━━━━━ SOURCE EXCERPT ━━━━━

Wednesday, February 6, 2008

Ash Wednesday

Today is Ash Wednesday. More people go to church today than Easter or Christmas. Here are a few recommendations to make your day better.

1 - Remember to abstain from meat and fast. It is one of only two days we are required to fast every year.
2 - Pray every time you get a hunger pain.
3 - Start your Lent off on the right foot by being joyful and kind today. Remember we are not to let anyone "know" we are fasting.
4 - Right down your Lenten resolutions, so that you can remind yourself daily about them. My family and I did this last night together.
5 - Go to Mass. Wear your ashes today and be ready to tell someone why you do so.

To get us in the mood for Lent and Ashes:
Allegre's Miserere (means "pity"). Do yourself a favor. Turn it up, close your eyes and pray with it. This song is so beautiful, that it was forbidden to be sung outside of the Vatican for a while.

The text comes from Psalm 51 (one of my favorites):
1 Have mercy on me, O God,
according to your unfailing love;
according to your great compassion
blot out my transgressions.

2 Wash away all my iniquity
and cleanse me from my sin.

3 For I know my transgressions,
and my sin is always before me.

4 Against you, you only, have I sinned
and done what is evil in your sight,
so that you are proved right when you speak
and justified when you judge.

5 Surely I was sinful at birth,
sinful from the time my mother conceived me.

6 Surely you desire truth in the inner parts;
you teach me wisdom in the inmost place.

7 Cleanse me with hyssop, and I will be clean;
wash me, and I will be whiter than snow.

8 Let me hear joy and gladness;
let the bones you have crushed rejoice.

9 Hide your face from my sins
and blot out all my iniquity.

10 Create in me a pure heart, O God,
and renew a steadfast spirit within me.

11 Do not cast me from your presence
or take your Holy Spirit from me.

12 Restore to me the joy of your salvation
and grant me a willing spirit, to sustain me.

13 Then I will teach transgressors your ways,
and sinners will turn back to you.

14 Save me from bloodguilt, O God,
the God who saves me,
and my tongue will sing of your righteousness.

15 O Lord, open my lips,
and my mouth will declare your praise.

16 You do not delight in sacrifice, or I would bring it;
you do not take pleasure in burnt offerings.

17 The sacrifices of God are a broken spirit;
a broken and contrite heart,
O God, you will not despise.

18 In your good pleasure make Zion prosper;
build up the walls of Jerusalem.

19 Then there will be righteous sacrifices,
whole burnt offerings to delight you;
then bulls will be offered on your altar
Tip O' The Hat to Rocco.

If you want to know details and/or have more questions than our previous post answered, then Jimmy Akin has a nice roundup.

8 comments:

BJ said...

Not to be trite or irreverent or even sardonic, but what is the difference between wearing the ashes and letting someone know that you're fasting? It seems to me that on this day, one implies the other. Why not hide both?

Marcel said...

No problem. I think your question is certainly a valid one. We have to examine our motives. If we are wearing ashes to show off, then it is for the wrong reason. If it for a sign that we are nothing (ashes), and done in humility - not as a sign of fasting but rather as a sign of penance - then our motives are clear.

━━━━━

THE TASKS —
**A)** From the Ash Wednesday post, reproduce the passage from "Today is Ash" up to and including "last night together." word for word.
**B)** According to the Ash Wednesday post, which psalm supplies the text of Allegre's Miserere?

━━━━━ DATASET EXTRACT ━━━━━

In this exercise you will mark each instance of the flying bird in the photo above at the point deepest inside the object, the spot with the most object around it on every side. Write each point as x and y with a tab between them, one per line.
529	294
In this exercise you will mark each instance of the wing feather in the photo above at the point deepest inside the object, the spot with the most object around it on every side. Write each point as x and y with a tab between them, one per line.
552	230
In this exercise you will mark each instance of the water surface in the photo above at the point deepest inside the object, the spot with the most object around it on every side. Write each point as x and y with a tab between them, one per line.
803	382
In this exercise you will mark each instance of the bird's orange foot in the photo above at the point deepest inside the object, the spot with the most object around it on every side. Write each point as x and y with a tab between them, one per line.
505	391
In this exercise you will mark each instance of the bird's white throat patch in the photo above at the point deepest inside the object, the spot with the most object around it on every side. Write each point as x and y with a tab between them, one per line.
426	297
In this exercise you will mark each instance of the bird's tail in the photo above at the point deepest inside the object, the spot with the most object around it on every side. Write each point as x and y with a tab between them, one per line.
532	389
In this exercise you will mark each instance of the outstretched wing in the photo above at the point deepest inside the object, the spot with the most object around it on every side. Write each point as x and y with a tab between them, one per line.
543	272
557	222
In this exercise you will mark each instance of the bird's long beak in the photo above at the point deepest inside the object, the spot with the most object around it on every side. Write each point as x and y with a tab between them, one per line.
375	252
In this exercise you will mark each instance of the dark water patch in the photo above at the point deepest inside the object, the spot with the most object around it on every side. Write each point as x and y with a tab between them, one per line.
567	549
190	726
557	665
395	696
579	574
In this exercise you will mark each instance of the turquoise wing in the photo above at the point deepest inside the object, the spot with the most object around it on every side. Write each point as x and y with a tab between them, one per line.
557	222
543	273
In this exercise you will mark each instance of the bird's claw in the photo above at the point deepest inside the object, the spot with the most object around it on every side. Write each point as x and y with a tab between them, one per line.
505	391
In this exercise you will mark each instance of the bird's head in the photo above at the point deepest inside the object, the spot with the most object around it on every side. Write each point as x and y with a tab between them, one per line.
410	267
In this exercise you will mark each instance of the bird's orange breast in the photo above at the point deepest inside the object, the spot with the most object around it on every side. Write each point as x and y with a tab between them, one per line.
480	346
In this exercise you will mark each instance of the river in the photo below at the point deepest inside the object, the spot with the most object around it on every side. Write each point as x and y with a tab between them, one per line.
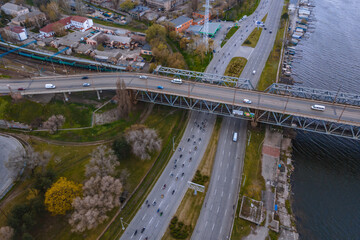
326	180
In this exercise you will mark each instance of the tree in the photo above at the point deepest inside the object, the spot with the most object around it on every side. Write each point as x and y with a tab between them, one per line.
122	148
102	163
6	233
54	123
143	141
127	5
59	197
101	194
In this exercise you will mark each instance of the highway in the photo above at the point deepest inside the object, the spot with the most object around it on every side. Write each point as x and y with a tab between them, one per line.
161	204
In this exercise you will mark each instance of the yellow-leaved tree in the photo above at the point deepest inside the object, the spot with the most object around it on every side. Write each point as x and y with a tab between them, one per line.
59	197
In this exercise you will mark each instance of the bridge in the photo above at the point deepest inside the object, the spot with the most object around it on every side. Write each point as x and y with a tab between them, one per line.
280	105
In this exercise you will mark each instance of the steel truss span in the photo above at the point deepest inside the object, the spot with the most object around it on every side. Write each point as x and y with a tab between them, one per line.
205	77
315	94
278	119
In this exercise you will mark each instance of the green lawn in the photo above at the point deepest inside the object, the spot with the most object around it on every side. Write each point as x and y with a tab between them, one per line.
26	111
235	67
230	33
268	76
253	38
252	181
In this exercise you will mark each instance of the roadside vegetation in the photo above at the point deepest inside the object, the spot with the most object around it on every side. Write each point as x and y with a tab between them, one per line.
186	216
229	34
240	9
71	162
252	181
268	75
235	67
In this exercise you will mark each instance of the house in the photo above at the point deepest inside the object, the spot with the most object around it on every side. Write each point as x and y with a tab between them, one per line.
16	32
165	4
181	23
32	18
74	22
13	9
146	50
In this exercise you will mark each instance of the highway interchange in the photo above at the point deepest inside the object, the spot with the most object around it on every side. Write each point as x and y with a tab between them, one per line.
217	214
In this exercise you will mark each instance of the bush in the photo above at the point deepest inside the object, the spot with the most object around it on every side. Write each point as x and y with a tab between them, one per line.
121	148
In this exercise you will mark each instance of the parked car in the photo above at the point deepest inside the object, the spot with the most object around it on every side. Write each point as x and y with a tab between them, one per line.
247	101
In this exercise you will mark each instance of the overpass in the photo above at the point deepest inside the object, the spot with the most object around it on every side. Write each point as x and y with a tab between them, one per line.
280	105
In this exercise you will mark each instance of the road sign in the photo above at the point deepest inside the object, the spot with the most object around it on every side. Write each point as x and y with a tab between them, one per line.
196	187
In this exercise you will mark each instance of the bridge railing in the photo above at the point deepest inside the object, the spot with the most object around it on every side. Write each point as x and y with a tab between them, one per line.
205	77
315	94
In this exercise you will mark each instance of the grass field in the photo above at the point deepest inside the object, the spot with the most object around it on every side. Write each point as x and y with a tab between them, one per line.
252	181
190	207
235	67
230	33
268	76
253	38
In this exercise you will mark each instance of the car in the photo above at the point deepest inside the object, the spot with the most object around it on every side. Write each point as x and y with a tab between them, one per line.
248	101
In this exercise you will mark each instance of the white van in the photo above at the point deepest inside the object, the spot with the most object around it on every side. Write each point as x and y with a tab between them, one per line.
318	107
177	81
235	137
49	86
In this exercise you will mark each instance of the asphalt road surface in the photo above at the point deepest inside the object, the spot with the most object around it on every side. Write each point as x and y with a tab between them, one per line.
216	217
162	202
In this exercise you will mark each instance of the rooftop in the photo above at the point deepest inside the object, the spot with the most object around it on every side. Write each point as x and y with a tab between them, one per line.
180	20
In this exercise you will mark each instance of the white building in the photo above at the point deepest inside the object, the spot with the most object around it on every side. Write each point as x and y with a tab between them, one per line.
16	32
13	9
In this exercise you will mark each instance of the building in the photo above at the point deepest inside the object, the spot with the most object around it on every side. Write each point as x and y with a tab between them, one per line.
146	50
16	32
165	4
74	22
31	18
13	9
181	23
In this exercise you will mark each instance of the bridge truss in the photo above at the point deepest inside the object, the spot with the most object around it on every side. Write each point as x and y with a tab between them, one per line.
205	77
274	118
315	94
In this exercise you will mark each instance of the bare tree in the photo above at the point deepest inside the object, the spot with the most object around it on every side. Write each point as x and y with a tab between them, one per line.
102	163
101	194
143	141
54	123
124	98
6	233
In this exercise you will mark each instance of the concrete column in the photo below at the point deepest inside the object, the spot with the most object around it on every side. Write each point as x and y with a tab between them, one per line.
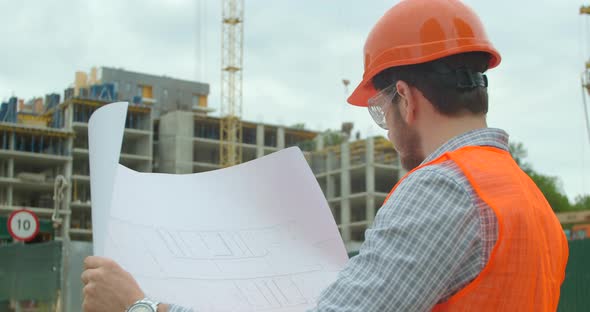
281	137
11	143
9	189
370	178
345	190
319	142
176	142
259	140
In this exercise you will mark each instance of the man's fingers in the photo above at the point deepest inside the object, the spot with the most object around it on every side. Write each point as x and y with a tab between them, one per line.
93	262
88	275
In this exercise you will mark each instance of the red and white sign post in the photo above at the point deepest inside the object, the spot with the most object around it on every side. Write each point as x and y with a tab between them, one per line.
23	225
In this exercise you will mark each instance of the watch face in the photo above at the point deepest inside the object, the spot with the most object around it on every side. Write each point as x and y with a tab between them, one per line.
141	307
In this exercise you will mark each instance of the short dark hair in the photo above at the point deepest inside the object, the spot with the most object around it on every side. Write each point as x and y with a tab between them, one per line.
447	100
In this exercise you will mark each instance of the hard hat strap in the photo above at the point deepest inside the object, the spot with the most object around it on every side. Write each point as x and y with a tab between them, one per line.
462	78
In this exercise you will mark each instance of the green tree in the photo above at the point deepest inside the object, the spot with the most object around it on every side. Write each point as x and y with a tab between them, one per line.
550	186
582	202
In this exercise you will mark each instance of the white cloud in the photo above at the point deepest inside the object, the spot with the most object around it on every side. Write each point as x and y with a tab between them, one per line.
297	52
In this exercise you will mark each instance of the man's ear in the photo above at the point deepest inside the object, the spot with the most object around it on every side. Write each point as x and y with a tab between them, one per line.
408	102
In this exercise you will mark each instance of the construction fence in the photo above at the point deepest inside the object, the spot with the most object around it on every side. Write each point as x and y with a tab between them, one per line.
31	277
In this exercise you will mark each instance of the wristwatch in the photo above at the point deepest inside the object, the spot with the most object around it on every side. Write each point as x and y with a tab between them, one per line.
144	305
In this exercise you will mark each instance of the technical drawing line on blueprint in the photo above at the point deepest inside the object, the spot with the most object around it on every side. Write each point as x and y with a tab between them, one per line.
254	237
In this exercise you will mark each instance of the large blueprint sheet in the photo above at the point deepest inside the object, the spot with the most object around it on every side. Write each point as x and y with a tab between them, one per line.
254	237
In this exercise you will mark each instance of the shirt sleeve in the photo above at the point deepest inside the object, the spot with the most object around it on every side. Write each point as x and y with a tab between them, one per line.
176	308
425	235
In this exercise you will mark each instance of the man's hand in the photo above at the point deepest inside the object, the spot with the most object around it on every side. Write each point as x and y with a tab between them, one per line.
107	287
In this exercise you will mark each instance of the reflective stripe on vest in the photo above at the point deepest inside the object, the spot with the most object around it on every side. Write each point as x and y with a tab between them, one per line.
527	265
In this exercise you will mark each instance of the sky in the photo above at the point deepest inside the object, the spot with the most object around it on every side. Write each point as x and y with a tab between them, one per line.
296	54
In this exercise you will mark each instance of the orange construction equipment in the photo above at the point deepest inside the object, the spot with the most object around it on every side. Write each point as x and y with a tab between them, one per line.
419	31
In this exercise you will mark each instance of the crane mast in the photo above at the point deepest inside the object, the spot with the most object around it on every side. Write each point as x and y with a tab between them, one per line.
232	47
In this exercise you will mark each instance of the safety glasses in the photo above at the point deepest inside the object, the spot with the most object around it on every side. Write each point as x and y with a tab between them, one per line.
380	104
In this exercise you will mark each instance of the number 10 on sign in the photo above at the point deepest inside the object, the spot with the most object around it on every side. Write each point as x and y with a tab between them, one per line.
23	225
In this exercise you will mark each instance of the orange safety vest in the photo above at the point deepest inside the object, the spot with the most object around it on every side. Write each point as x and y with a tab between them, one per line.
527	265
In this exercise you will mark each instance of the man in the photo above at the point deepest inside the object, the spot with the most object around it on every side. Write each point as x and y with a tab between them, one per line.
465	229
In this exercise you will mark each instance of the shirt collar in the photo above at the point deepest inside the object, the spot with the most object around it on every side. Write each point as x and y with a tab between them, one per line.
479	137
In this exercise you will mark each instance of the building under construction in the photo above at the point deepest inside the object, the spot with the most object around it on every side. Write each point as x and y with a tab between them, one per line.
168	129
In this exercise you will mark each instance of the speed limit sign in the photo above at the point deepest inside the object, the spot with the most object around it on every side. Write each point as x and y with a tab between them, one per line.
23	225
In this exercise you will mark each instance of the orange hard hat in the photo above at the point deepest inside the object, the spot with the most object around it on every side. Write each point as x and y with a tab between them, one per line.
419	31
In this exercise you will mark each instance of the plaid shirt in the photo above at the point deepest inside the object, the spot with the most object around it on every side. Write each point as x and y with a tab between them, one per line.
428	241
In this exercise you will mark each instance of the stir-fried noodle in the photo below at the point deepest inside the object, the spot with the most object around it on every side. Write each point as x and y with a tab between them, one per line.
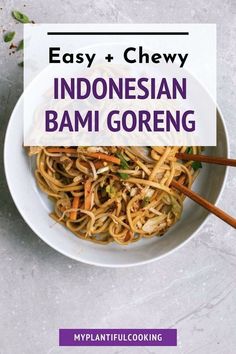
120	194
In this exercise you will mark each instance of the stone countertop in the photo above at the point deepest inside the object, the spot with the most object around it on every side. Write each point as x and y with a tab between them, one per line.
193	289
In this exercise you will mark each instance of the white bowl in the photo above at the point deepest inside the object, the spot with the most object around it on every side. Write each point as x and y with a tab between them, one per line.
35	207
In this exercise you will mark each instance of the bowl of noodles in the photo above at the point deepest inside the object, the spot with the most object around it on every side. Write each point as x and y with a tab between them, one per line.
110	206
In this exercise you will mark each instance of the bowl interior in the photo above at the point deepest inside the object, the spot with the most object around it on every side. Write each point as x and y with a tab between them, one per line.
34	206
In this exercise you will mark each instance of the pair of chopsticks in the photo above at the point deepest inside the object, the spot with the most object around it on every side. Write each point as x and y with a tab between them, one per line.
195	196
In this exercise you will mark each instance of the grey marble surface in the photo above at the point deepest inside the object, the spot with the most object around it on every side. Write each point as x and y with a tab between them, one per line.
192	289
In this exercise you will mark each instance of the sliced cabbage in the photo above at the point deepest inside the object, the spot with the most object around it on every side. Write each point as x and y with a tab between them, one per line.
151	225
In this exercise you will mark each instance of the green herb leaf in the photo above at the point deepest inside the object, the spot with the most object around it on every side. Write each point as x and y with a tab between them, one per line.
9	36
21	45
123	175
19	16
111	191
123	163
196	165
145	202
189	150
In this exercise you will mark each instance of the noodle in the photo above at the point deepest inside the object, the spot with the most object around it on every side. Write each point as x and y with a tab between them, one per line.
121	194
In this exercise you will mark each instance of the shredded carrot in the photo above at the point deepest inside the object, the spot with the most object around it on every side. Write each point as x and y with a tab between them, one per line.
66	150
87	194
75	205
105	157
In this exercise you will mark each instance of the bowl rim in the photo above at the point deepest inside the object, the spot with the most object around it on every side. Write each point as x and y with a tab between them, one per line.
95	263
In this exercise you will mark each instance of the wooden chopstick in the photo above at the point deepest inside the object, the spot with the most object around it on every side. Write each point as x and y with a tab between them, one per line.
207	159
204	203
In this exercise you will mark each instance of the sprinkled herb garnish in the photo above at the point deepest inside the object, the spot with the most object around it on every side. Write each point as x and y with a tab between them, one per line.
21	45
9	36
145	201
189	150
196	165
19	16
123	165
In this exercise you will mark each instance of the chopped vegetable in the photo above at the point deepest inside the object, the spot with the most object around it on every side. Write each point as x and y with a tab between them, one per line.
105	157
145	202
111	191
75	205
19	16
123	175
9	36
123	163
21	45
124	166
196	165
152	224
87	194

━━━━━

TASK-BY-TASK ANSWERS —
**A)**
Today is Ash Wednesday. More people go to church today than Easter or Christmas. Here are a few recommendations to make your day better.

1 - Remember to abstain from meat and fast. It is one of only two days we are required to fast every year.
2 - Pray every time you get a hunger pain.
3 - Start your Lent off on the right foot by being joyful and kind today. Remember we are not to let anyone "know" we are fasting.
4 - Right down your Lenten resolutions, so that you can remind yourself daily about them. My family and I did this last night together.

**B)** Psalm 51